» **Source passage**:

Online content: to charge or not to charge?



The decline of print advertising in the past decade has put the media industry into a perilous state. And, with slow uptake of online advertising revenues, the future of the media industry looks uncertain.

Companies are desperately trying to monetise content online, yet charging customers for online content is difficult to get right. Managers of many online news outlets have responded with the introduction of a paywall. But paywalls can decrease viewership and, as a result, damage advertising revenues.

The demand for news also varies throughout the year – it is highly cyclical. In business, the cycles are quarterly as they relate to earnings reports; in US politics, the cycles are four-yearly to coincide with the US presidential elections; in sport, demand is unequivocally higher when it is “in season”.

In fact, the number of unique visitors to relevant websites more than doubles when a sport is in season, that is during the time period when games are played, as our research shows. Interestingly, when the sport is not in season, the number of unique visitors to a website drops by about 50 per cent.

» **Aim**:
Keep going with the article about charging for online news, picking up right after its last sentence.

» **Material**:
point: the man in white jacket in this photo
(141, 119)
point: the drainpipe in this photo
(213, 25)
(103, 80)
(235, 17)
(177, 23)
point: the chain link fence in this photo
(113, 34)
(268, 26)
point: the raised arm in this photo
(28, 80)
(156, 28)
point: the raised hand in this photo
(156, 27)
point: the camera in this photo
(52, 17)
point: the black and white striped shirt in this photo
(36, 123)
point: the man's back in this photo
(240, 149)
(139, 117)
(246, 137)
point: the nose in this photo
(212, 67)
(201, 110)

» **Task response**:
Sports seasons

Let’s look at a baseball buff, eager for baseball news all year, and then the occasional fan who only gets excited when a sport is in season. It’s no surprise that the demand from the occasional fan shifts more strongly as a season starts than that of the baseball buff.

Classic economic theory suggests that increasing prices during periods of high demand should be the most profitable approach to charging for online content. In reality, this may not be the case.

Customers typically sign long-term contracts when they pay for online content, such as an annual subscription fee. Many online content providers offer a fixed number of articles per month for free before starting to charge. While such policies are an advantage, the inflexibility to respond to demand shocks in the organic news cycle can be a setback for a company’s bottom line.

Fee or free?

When it comes to charging customers for online content, research I worked on with Kanishka Misra, the assistant professor of marketing at the University of Michigan’s Ross School of Business, suggests that it may be optimal for providers to offer more free content during periods of high demand, rather than increasing the paid content at that time.

Providing more free content when there is more demand can help balance the trade-off between subscription and advertising revenues. It allows a company to gain subscription revenue by attracting high-value consumers off season – the baseball buffs, while not alienating low-use consumers, occasional fans, during the season. ESPN follows this pattern. Our research shows that the number of paid articles available on the site varies across days and sports. When demand is high, on game days for example, ESPN reduces the share of paid content available on the site.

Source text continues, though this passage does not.